Given entries =>

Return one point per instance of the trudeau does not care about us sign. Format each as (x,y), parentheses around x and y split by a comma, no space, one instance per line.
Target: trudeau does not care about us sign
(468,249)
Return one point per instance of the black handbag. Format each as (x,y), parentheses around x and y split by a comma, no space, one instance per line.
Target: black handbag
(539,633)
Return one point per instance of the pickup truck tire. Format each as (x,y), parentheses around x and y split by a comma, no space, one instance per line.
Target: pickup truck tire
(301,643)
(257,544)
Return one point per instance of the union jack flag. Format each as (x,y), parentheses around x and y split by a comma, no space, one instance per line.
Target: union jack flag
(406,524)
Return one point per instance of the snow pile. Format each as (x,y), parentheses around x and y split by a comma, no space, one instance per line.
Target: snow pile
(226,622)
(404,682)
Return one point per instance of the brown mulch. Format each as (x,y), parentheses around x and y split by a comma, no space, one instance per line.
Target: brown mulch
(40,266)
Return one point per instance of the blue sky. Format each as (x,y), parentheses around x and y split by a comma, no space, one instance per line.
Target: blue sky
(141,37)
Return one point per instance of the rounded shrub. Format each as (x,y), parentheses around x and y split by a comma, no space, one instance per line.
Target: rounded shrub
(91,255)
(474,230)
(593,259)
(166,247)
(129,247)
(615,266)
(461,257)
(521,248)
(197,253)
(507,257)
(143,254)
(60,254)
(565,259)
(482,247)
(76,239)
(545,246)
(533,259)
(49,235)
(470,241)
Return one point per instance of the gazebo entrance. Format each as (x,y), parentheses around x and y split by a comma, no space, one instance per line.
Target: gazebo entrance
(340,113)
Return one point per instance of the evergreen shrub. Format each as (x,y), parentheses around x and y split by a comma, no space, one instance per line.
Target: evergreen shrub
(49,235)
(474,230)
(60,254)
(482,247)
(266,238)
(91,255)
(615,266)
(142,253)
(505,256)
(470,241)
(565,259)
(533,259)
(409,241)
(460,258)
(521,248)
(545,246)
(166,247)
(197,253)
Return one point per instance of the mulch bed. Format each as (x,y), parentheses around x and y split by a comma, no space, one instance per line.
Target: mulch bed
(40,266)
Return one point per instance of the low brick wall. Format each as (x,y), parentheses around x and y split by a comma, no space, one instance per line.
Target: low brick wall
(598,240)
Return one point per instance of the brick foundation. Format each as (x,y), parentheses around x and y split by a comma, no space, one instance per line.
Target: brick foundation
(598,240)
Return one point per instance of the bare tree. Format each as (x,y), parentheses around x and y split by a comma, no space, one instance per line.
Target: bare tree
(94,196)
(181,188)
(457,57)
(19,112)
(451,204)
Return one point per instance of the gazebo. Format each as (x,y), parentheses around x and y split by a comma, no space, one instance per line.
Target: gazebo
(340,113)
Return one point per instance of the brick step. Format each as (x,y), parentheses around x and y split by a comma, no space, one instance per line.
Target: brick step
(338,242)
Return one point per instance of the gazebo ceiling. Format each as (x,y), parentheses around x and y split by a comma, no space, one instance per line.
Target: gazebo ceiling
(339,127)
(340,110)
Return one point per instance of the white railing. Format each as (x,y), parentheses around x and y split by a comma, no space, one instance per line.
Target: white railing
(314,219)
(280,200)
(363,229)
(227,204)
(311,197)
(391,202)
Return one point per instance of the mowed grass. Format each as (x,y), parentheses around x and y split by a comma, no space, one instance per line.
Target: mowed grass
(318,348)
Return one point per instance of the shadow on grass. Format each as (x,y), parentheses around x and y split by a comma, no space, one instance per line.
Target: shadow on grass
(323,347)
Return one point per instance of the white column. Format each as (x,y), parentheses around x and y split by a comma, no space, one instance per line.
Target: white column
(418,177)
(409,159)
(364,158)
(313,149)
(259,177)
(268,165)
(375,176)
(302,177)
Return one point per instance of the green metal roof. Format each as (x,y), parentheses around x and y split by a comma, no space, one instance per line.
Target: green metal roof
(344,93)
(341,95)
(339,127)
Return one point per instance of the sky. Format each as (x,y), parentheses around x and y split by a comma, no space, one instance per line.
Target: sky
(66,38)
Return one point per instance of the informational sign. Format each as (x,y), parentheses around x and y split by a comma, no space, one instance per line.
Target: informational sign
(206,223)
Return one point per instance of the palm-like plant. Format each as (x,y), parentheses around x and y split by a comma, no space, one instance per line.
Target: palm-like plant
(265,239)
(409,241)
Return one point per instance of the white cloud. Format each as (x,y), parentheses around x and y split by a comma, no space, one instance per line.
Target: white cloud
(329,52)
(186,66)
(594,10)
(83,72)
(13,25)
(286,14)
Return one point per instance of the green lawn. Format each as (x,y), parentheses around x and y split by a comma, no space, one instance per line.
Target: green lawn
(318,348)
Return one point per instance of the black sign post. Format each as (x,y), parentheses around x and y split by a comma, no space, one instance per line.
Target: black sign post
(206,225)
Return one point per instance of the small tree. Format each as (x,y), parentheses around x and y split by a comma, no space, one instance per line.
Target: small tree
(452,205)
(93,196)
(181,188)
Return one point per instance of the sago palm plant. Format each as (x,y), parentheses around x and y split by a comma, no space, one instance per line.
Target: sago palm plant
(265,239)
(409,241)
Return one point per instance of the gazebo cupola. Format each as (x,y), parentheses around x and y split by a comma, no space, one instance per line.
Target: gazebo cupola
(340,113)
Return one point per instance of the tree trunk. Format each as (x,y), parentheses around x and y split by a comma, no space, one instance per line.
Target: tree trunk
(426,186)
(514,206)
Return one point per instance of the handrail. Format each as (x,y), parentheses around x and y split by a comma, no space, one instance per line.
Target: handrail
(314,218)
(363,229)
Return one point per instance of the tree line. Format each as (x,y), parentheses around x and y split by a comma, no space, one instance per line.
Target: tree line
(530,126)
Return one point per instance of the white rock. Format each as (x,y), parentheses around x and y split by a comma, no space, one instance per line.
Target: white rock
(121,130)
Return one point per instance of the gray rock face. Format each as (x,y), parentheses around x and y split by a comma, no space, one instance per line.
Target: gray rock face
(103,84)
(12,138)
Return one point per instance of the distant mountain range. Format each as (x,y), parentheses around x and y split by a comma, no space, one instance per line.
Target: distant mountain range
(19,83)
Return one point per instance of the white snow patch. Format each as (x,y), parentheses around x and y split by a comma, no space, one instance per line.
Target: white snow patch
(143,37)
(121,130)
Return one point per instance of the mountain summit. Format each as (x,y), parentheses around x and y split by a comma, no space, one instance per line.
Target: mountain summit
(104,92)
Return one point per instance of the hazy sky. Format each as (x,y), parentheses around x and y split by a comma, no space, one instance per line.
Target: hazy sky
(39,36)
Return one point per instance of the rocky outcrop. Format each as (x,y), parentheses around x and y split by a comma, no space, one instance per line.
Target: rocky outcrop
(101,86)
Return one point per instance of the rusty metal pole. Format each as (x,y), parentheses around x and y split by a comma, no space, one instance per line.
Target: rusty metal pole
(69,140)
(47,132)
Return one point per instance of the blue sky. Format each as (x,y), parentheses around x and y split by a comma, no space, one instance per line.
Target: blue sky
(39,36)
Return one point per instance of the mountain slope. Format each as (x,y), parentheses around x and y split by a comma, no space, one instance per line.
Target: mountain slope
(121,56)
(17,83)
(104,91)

Written instruction =>
Reproduce all of the data above, replacing every "Target" with "Object" and leaving everything else unchanged.

The completed task =>
Return one point per instance of the trudeau does not care about us sign. Format each as (x,y), parentheses around x and y split by a comma, no space, one instance per line.
Object: trudeau does not care about us sign
(468,249)
Return one point per instance of the black handbag. Format each as (x,y), parentheses around x and y split by a comma, no space, one instance per line.
Object: black handbag
(539,633)
Return one point per instance of the pickup truck tire. Format each as (x,y), parentheses around x and y split by a comma, no space, one instance per line.
Object: pickup truck tire
(301,643)
(257,544)
Return one point per instance of the union jack flag. Format each as (x,y), parentheses around x and y split by a comma, no space, one instance per line.
Object: union jack flag
(406,524)
Return one point per instance of the snow pile. Format each as (x,y), parentheses around x and y split by a comma, no space, one instance per line.
Object: snow pile
(226,622)
(404,682)
Return one point per instance of the brown mulch. Format each as (x,y), parentheses around x and y split by a comma, no space, one instance per line.
Object: brown mulch
(40,266)
Return one point per instance of the blue sky. Format each as (x,y), parentheses around x and y split by a comma, no space, one instance per line.
Object: blue sky
(141,37)
Return one point per instance of the rounded shrub. Format each as (x,y), parentheses around x and y split by a comma, no space, one instance per line.
Object: rounded shrub
(91,255)
(474,230)
(593,259)
(166,247)
(129,247)
(615,266)
(461,257)
(521,248)
(197,253)
(507,257)
(143,254)
(60,254)
(565,259)
(482,247)
(76,239)
(545,246)
(533,259)
(49,235)
(470,241)
Return one point per instance of the gazebo entrance. Format each as (x,y), parentheses around x and y split by a comma, no space, one instance per line.
Object: gazebo entrance
(340,113)
Return one point per instance of the evergreen shrub. Format each as (x,y), parentheses around x and y split by a comma, no space, one instance per line.
Object: evergreen shrub
(49,235)
(474,230)
(60,254)
(482,247)
(266,238)
(91,255)
(615,266)
(142,253)
(505,256)
(470,241)
(565,259)
(533,259)
(409,241)
(460,258)
(521,248)
(545,246)
(166,247)
(197,253)
Return one point per instance of the mulch bed. Format each as (x,y), parentheses around x and y split by a comma, no space, one instance per line.
Object: mulch bed
(40,266)
Return one point per instance of the low brick wall. Format each as (x,y), parentheses around x and y split by a comma, no space, one instance per line.
Object: low brick wall
(598,240)
Return one point per instance of the brick foundation. Format each as (x,y), parentheses around x and y split by a comma, no space, one instance per line.
Object: brick foundation
(598,240)
Return one point per instance of the bare tree. Format each as (x,y), parentheses around x and y split by a comma, no space, one instance per line.
Object: bare tree
(94,196)
(181,188)
(457,57)
(19,112)
(451,204)
Return one point per instance of the gazebo. Format each as (x,y), parentheses around x and y split by a comma, no space, one instance per line.
Object: gazebo
(340,113)
Return one point per instance of the brick step. Format each as (x,y), parentheses around x and y split by a comma, no space, one instance per line.
Object: brick step
(338,242)
Return one point per instance of the gazebo ceiling. Format each as (x,y), parentheses around x and y split by a comma, no space, one instance per line.
Object: gazebo ceiling
(339,127)
(340,110)
Return one point per instance of the white railing. Format each as (x,y), parentheses around x and y split by a comma, no space, one instance per line.
Object: white railing
(314,219)
(280,200)
(363,229)
(227,204)
(311,197)
(391,202)
Return one point per instance of the mowed grass. Format each as (x,y), parentheses around x and y split by a comma, no space, one instance per line.
Object: mowed grass
(318,348)
Return one point per instance of the shadow on grass. Format each as (x,y), parentheses around x and y split by a comma, no space, one instance per line.
Object: shadow on grass
(323,347)
Return one point per instance of the white column. Format each as (x,y), parentheses around x and y split by a comma, no space, one instance per line.
Object: white column
(418,177)
(409,159)
(364,158)
(313,149)
(259,177)
(268,165)
(375,176)
(302,177)
Return one point per instance of the green metal roof. Format each as (x,y), parentheses around x and y split by a comma, no space, one instance per line.
Object: green metal roof
(344,93)
(341,95)
(339,127)
Return one point per instance of the sky. Format each as (x,y), parentheses around x and y split by a comma, no space, one instance per line.
Object: sky
(66,38)
Return one point per instance of the informational sign. Format each as (x,y), parentheses around x and y split by a comma, no space, one instance per line.
Object: informational sign
(206,223)
Return one point per instance of the palm-like plant. Format each as (x,y), parentheses around x and y split by a comma, no space, one instance per line.
Object: palm-like plant
(265,239)
(409,241)
Return one point per instance of the white cloud. Format each as (x,y), parentheses around x and y split by a comma, no space, one instance per line.
Object: white cloud
(329,52)
(186,66)
(594,10)
(83,72)
(13,25)
(286,14)
Return one point per instance of the green lawn. Format each as (x,y), parentheses around x and y split by a comma, no space, one instance per line.
Object: green lawn
(318,348)
Return one point per instance of the black sign post. Format each as (x,y), parentheses around x and y split by a comma, no space, one instance per line.
Object: black sign post
(206,225)
Return one point per instance of the small tree. Format each as (x,y), parentheses around x and y split by a comma, no space, one instance per line.
Object: small tree
(452,205)
(93,196)
(181,188)
Return one point per instance of the sago palm plant. Format each as (x,y), parentheses around x and y split by a comma, no space, one instance per line.
Object: sago palm plant
(265,239)
(409,241)
Return one point per instance of the gazebo cupola. Format each as (x,y), parentheses around x and y split by a comma, no space, one instance per line.
Object: gazebo cupola
(340,113)
Return one point per instance of the tree trunk. Format each as (x,y), parentheses around x and y split by a comma, no space, one instance per line.
Object: tree trunk
(426,186)
(514,206)
Return one point per instance of the handrail. Format each as (x,y), parentheses around x and y split by a comma, no space, one instance per line.
Object: handrail
(314,218)
(363,229)
Return one point per instance of the tree line. Format each as (x,y), parentheses around x and y split by a comma, no space, one instance per line.
Object: tree line
(530,126)
Return one point per instance of the white rock. Format each as (x,y), parentheses around x and y split by a comma, no space, one instance per line.
Object: white rock
(121,130)
Return one point per instance of the gray rock face. Format each as (x,y), parentheses around x and y split by a comma, no space, one instance per line.
Object: gray rock face
(103,84)
(12,138)
Return one point per instance of the distant mountain range. Format each as (x,y), parentheses around x and y split by a comma, no space, one instance per line.
Object: distant mountain range
(19,83)
Return one point per instance of the white snow patch. Format each as (x,y), parentheses around x and y split by a comma, no space, one instance per line.
Object: white snow patch
(143,37)
(121,130)
Return one point per instance of the mountain summit. Format each as (x,y), parentheses around x and y split by a comma, no space, one instance per line.
Object: mountain summit
(104,92)
Return one point per instance of the hazy sky. Format each as (x,y), parentheses around x and y split by a comma, no space, one instance per line.
Object: hazy sky
(39,36)
Return one point per instance of the rocky outcrop. Format each as (x,y), parentheses around x and y split by a comma, no space, one instance per line.
Object: rocky outcrop
(101,86)
Return one point per instance of the rusty metal pole. Format each as (x,y), parentheses around x and y split by a comma, no space, one instance per line.
Object: rusty metal pole
(69,140)
(47,132)
Return one point per instance of the blue sky. Format each as (x,y), parentheses around x and y split by a comma, no space, one instance per line.
Object: blue sky
(39,36)
Return one point per instance of the mountain slope. Format each as (x,y), parentheses around x and y split by a comma, no space, one instance per line.
Object: mountain slope
(121,56)
(17,83)
(104,91)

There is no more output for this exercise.